[What to do]
**A.** Transcribe the passage of the interview on living without a home that begins with the words "How about bathrooms" and stops after "my mail there.".
**B.** Go on with the interview on living without a home, picking up right after its last line.

[Page excerpt]
=== Begin Enclosure ===
How do you feel about your lifestyle? “I love it! I have hitch hiked all over the United States.”

What concerns do you have? I really don’t have any worries.

Have you ever had a job? I had a job for about two weeks once. I didn’t really like it.

Would you like to change your life for a more stable situation? No, not really.

What about food? People give me food. I hang out by a restaurant and people bring out their left overs in a little box. Often they are willing to give it to me. I eat when food is available.

Where do you sleep? I have a comfortable sleeping bag and I sleep in the little nooks in front of stores. The owners don’t mind.

How about bathrooms and showers? There are shelters where I can get a free shower and wash up. It isn’t a problem. I don’t like shelters because that is where the Meth heads go and they steal from you.

What about health? Can you get medical help? My grandmother said she had never paid a medical bill in her life. There is really nothing they can do to you if you don’t pay. I do have free medical insurance from a state where I lived for a while. They still carry my medical insurance.

How do get along without a mailing address? I can use a library computer for email and Facebook. If I need to get a regular letter, I can give the address of a shelter and pick up my mail there.
=== End Enclosure ===
[Information given]
=== Begin Enclosure ===
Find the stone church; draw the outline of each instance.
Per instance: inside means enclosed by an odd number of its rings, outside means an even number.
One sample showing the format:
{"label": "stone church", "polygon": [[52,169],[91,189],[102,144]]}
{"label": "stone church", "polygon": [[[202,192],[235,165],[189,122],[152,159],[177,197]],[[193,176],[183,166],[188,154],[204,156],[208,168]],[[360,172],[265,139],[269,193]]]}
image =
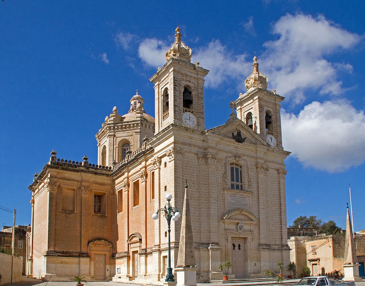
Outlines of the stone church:
{"label": "stone church", "polygon": [[[35,175],[29,187],[28,274],[162,283],[167,224],[162,216],[155,221],[151,216],[167,202],[168,193],[181,212],[185,179],[198,282],[222,279],[218,265],[228,259],[236,278],[263,277],[277,270],[278,260],[289,262],[284,98],[267,89],[255,56],[246,92],[227,100],[227,121],[206,129],[209,71],[191,62],[192,50],[180,31],[178,27],[166,62],[150,79],[154,118],[145,112],[137,91],[129,111],[120,114],[115,107],[101,124],[96,136],[97,165],[86,155],[80,162],[60,159],[53,150]],[[172,222],[173,268],[181,221]]]}

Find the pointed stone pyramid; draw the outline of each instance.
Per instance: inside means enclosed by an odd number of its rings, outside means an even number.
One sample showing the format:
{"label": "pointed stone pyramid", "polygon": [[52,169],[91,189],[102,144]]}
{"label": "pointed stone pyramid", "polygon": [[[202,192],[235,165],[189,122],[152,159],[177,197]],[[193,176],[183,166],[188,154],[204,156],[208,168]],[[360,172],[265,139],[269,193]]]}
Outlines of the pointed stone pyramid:
{"label": "pointed stone pyramid", "polygon": [[185,198],[184,200],[181,221],[179,253],[176,267],[194,267],[195,266],[195,256],[194,254],[191,219],[190,218],[190,206],[188,197],[187,182],[185,183]]}
{"label": "pointed stone pyramid", "polygon": [[362,279],[359,276],[359,266],[356,257],[356,250],[355,248],[352,226],[350,220],[349,206],[347,206],[346,218],[346,237],[345,242],[345,260],[343,265],[345,276],[342,280],[344,281],[354,281],[355,282],[362,281]]}

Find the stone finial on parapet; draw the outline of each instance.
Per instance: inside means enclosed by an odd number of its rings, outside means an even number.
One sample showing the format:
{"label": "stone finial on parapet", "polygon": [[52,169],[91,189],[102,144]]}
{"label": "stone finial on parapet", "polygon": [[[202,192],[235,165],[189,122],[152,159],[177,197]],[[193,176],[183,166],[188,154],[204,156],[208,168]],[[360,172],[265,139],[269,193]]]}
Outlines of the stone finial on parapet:
{"label": "stone finial on parapet", "polygon": [[89,168],[89,162],[88,161],[88,159],[89,159],[89,157],[86,156],[86,154],[85,154],[85,156],[82,157],[82,167],[84,169],[87,169]]}
{"label": "stone finial on parapet", "polygon": [[187,180],[185,180],[185,197],[181,218],[176,272],[177,286],[196,285],[196,265],[194,249],[193,230],[190,217],[190,206],[188,195]]}
{"label": "stone finial on parapet", "polygon": [[346,234],[345,242],[345,260],[343,266],[345,275],[342,280],[344,281],[362,281],[359,275],[359,266],[356,256],[356,249],[354,241],[354,233],[350,219],[349,206],[347,206],[346,217]]}
{"label": "stone finial on parapet", "polygon": [[52,152],[51,152],[51,158],[50,159],[50,160],[51,162],[55,162],[57,160],[57,157],[56,157],[56,154],[57,154],[57,152],[54,150],[54,149],[52,150]]}

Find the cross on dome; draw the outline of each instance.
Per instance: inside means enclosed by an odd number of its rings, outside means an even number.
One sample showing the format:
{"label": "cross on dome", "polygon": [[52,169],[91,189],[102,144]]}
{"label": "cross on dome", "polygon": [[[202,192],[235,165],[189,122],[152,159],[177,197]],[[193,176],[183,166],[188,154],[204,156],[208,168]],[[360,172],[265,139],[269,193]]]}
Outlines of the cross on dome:
{"label": "cross on dome", "polygon": [[171,58],[174,58],[190,62],[192,52],[191,49],[181,41],[181,34],[178,24],[175,31],[176,33],[175,34],[175,42],[172,46],[166,52],[166,61],[168,61]]}
{"label": "cross on dome", "polygon": [[[256,54],[256,52],[255,53]],[[268,78],[259,70],[257,58],[256,55],[253,58],[253,60],[254,63],[252,64],[252,72],[245,81],[245,85],[248,91],[256,87],[266,89],[268,87]]]}

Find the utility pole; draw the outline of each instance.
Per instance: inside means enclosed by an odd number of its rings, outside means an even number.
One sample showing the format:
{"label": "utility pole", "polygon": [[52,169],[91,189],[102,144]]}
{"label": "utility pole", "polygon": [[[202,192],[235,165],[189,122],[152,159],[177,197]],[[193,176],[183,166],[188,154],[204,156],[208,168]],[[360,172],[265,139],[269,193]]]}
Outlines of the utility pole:
{"label": "utility pole", "polygon": [[12,252],[11,252],[11,283],[13,283],[13,278],[14,276],[14,254],[15,253],[15,215],[16,211],[14,209],[14,216],[13,218],[13,237],[12,239]]}

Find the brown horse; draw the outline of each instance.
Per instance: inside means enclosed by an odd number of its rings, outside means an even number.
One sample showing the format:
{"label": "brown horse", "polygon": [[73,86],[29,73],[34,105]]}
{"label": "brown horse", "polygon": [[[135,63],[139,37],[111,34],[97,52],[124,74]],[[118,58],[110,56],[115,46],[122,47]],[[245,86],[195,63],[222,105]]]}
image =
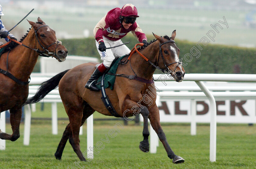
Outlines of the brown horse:
{"label": "brown horse", "polygon": [[12,141],[20,137],[22,107],[28,95],[29,79],[38,56],[52,56],[62,62],[68,52],[57,40],[55,31],[40,18],[37,23],[28,21],[33,28],[21,41],[16,41],[21,45],[17,44],[0,57],[0,112],[9,110],[13,132],[11,135],[0,130],[0,138]]}
{"label": "brown horse", "polygon": [[[144,81],[152,81],[153,74],[157,68],[169,72],[176,81],[182,81],[185,72],[179,60],[180,49],[173,41],[176,35],[176,31],[172,32],[171,38],[167,36],[161,38],[154,34],[157,40],[140,49],[140,52],[137,51],[128,58],[129,59],[127,60],[128,56],[123,58],[122,61],[123,64],[118,67],[116,74],[133,75],[136,73],[136,77],[140,77],[138,78],[143,79]],[[139,55],[139,53],[141,55]],[[126,58],[126,61],[129,61],[129,64],[124,64]],[[97,63],[82,64],[59,74],[43,83],[36,95],[26,102],[26,104],[30,104],[38,102],[59,85],[60,95],[70,123],[64,131],[55,154],[57,159],[61,159],[65,145],[69,138],[69,142],[79,159],[86,161],[80,149],[80,126],[95,111],[104,115],[112,116],[102,102],[101,92],[91,91],[84,87],[95,70]],[[109,88],[106,89],[106,93],[118,115],[125,118],[138,113],[142,115],[144,124],[142,134],[144,138],[140,143],[139,148],[145,153],[149,151],[148,118],[162,143],[168,156],[173,159],[173,163],[183,163],[184,160],[175,155],[171,149],[160,125],[159,110],[155,103],[156,92],[154,84],[130,80],[116,76],[113,89],[111,90]],[[152,100],[151,103],[148,101],[149,100]]]}

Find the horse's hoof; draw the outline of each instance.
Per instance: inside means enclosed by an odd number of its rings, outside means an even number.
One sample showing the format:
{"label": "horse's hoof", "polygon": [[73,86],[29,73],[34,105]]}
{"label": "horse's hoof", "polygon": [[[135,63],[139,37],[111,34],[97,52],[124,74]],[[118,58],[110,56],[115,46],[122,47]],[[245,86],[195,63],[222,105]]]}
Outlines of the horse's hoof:
{"label": "horse's hoof", "polygon": [[172,160],[172,163],[174,164],[178,164],[179,163],[183,163],[185,161],[185,160],[183,158],[180,156],[175,156]]}
{"label": "horse's hoof", "polygon": [[144,153],[148,153],[149,151],[149,145],[148,145],[144,144],[142,142],[140,143],[140,146],[139,147],[142,151]]}
{"label": "horse's hoof", "polygon": [[56,158],[56,159],[59,160],[61,160],[61,156],[60,157],[58,156],[55,154],[54,155],[54,156],[55,156],[55,158]]}

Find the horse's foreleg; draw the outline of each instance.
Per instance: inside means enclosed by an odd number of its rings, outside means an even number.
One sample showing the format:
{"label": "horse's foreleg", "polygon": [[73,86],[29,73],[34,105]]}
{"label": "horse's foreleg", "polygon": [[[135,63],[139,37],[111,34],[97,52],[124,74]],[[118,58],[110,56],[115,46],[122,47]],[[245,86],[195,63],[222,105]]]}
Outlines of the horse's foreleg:
{"label": "horse's foreleg", "polygon": [[151,108],[149,111],[150,113],[148,118],[150,121],[150,124],[152,128],[157,134],[160,141],[162,142],[167,153],[168,157],[171,159],[173,159],[172,162],[174,163],[177,164],[184,162],[184,159],[182,157],[176,155],[169,145],[166,136],[160,124],[160,117],[158,108],[156,105],[155,106]]}
{"label": "horse's foreleg", "polygon": [[144,153],[148,153],[149,151],[149,143],[148,142],[148,136],[149,135],[149,131],[148,131],[148,119],[149,112],[145,106],[140,110],[140,114],[143,117],[143,130],[142,135],[143,136],[143,140],[140,142],[139,147],[142,151]]}
{"label": "horse's foreleg", "polygon": [[20,124],[22,113],[21,108],[10,110],[10,121],[12,129],[12,134],[11,135],[0,131],[0,138],[14,142],[20,137]]}
{"label": "horse's foreleg", "polygon": [[71,130],[69,141],[74,151],[77,155],[80,160],[85,161],[86,160],[83,156],[83,153],[80,150],[79,144],[79,131],[83,117],[82,109],[80,109],[77,108],[74,110],[71,108],[69,108],[68,113]]}

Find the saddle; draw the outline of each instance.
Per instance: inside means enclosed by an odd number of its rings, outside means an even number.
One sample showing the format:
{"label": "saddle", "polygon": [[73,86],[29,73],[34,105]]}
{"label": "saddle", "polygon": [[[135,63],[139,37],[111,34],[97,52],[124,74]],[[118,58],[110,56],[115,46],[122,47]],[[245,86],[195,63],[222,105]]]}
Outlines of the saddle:
{"label": "saddle", "polygon": [[[109,68],[106,71],[104,76],[104,88],[110,88],[110,89],[113,90],[115,81],[116,80],[116,73],[117,70],[117,67],[119,65],[119,62],[125,56],[119,57],[117,57],[112,62]],[[97,66],[97,65],[96,65]],[[101,90],[101,80],[103,76],[100,76],[96,83],[96,86],[99,90]]]}

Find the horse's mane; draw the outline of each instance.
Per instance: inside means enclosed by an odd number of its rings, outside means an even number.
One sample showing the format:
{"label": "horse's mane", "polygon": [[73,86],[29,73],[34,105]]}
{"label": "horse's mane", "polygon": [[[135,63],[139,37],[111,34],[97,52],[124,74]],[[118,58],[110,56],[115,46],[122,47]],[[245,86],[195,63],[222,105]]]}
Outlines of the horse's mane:
{"label": "horse's mane", "polygon": [[[32,27],[31,27],[31,28]],[[30,28],[28,31],[27,31],[27,32],[28,32],[31,29],[31,28]],[[24,39],[25,38],[27,37],[27,34],[28,33],[27,33],[25,35],[23,36],[21,38],[20,38],[20,41],[19,41],[19,42],[21,43],[22,43],[22,41],[24,40]],[[19,44],[17,44],[16,43],[15,43],[14,42],[11,42],[8,45],[7,45],[6,46],[5,46],[5,49],[4,50],[2,51],[2,53],[3,53],[5,52],[7,52],[8,51],[11,50],[12,49],[13,49],[13,48],[15,48],[15,47],[19,45]]]}

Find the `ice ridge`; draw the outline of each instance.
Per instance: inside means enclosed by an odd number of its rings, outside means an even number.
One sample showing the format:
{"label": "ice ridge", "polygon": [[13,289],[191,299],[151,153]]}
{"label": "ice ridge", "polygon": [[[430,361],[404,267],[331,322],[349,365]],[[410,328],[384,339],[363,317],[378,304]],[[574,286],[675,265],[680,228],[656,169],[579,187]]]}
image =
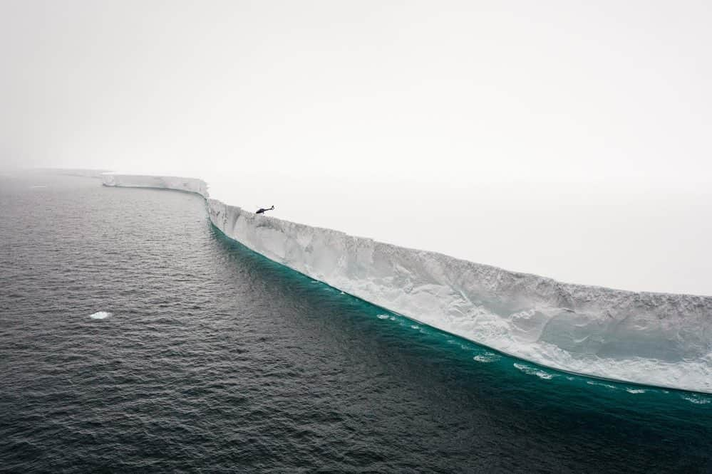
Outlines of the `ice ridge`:
{"label": "ice ridge", "polygon": [[197,193],[212,224],[276,262],[502,352],[564,371],[712,393],[712,297],[563,283],[258,215],[192,178],[105,174],[106,186]]}

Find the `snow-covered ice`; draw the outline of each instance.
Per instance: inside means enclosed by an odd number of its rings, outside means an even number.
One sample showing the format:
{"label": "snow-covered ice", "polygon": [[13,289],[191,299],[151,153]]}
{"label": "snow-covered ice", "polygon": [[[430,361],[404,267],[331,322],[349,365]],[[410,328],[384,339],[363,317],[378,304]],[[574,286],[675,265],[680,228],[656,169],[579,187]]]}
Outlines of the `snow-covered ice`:
{"label": "snow-covered ice", "polygon": [[542,365],[712,393],[712,297],[573,285],[212,199],[192,178],[105,174],[107,186],[197,193],[218,229],[314,279]]}

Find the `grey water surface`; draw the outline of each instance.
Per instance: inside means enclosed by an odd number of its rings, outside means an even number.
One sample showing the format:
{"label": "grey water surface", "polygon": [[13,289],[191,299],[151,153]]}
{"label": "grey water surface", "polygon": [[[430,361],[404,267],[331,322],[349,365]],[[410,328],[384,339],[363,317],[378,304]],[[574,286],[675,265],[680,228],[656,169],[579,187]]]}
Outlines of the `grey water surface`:
{"label": "grey water surface", "polygon": [[712,472],[712,397],[389,313],[196,195],[33,174],[0,177],[0,440],[17,473]]}

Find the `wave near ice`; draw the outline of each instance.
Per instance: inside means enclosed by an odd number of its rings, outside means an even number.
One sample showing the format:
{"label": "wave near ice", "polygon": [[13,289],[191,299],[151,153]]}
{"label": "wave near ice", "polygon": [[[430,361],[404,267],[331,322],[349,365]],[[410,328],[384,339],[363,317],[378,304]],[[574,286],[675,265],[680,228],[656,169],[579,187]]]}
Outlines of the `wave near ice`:
{"label": "wave near ice", "polygon": [[407,317],[561,370],[712,393],[712,297],[563,283],[258,215],[192,178],[108,174],[106,186],[197,193],[228,237]]}

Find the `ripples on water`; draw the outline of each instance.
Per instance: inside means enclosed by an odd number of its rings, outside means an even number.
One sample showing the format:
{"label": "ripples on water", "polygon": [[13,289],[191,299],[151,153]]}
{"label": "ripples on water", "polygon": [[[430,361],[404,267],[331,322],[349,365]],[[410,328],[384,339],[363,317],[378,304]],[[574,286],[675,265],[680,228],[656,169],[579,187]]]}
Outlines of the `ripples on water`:
{"label": "ripples on water", "polygon": [[712,471],[709,396],[388,313],[196,196],[0,177],[0,283],[2,470]]}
=== End Enclosure ===
[Responses by task]
**A.**
How about bathrooms and showers? There are shelters where I can get a free shower and wash up. It isn’t a problem. I don’t like shelters because that is where the Meth heads go and they steal from you.

What about health? Can you get medical help? My grandmother said she had never paid a medical bill in her life. There is really nothing they can do to you if you don’t pay. I do have free medical insurance from a state where I lived for a while. They still carry my medical insurance.

How do get along without a mailing address? I can use a library computer for email and Facebook. If I need to get a regular letter, I can give the address of a shelter and pick up my mail there.

**B.**
Do you have a phone? Yes, my aunt got me a free phone from the government. I can only use it to make calls. It doesn’t work for Facebook.

Can you go back home to California where your dad lives? No, if I do, I’ll probably be arrested and jailed since I have skipped court appointments in the past. Someday I’ll take care of it. I was jailed in Florida for three months for possession of some pot. Jails give me anxiety.

Do you do drugs? I tried meth, but that is bad stuff. Meth people are grimy and bad. I would never use heroin. I won’t stick a needle in my arm. I use pot and drink beer. I have tried to quit drinking but keep going back to it. I need to go to a place to get help with my addiction. I got sober in jail, but later started drinking again.

How do you get your money? People give me money. I hold up a funny sign and make people laugh. A guy in Las Vegas gave me ten dollars and said, “You made me laugh.” Most of the people in Las Vegas are drunk and give you money.

Why are you going to Portland? I have friends in Portland and the cops are nice. My friends look out for me and don’t steal from me. The cops in other places I have traveled are mean. They will tell me, “Get out of town now or we’ll put you in jail. Just keep hiking up the road.” I had an “open container” in Portland and the cop just shook his head and turned away. Usually, they make you pour it out. Here they are nice.

Where are you going after your time in Portland? I am planning on going to the Oregon coast and then maybe to Seattle.

What about your spiritual life, Tony? Do you believe in God? Yes, I believe in God. I think he looks out for me.

What do you think about Jesus? Have you accepted him as your Savior? I am not sure that Jesus is God. I have accepted him many times when people ask me to.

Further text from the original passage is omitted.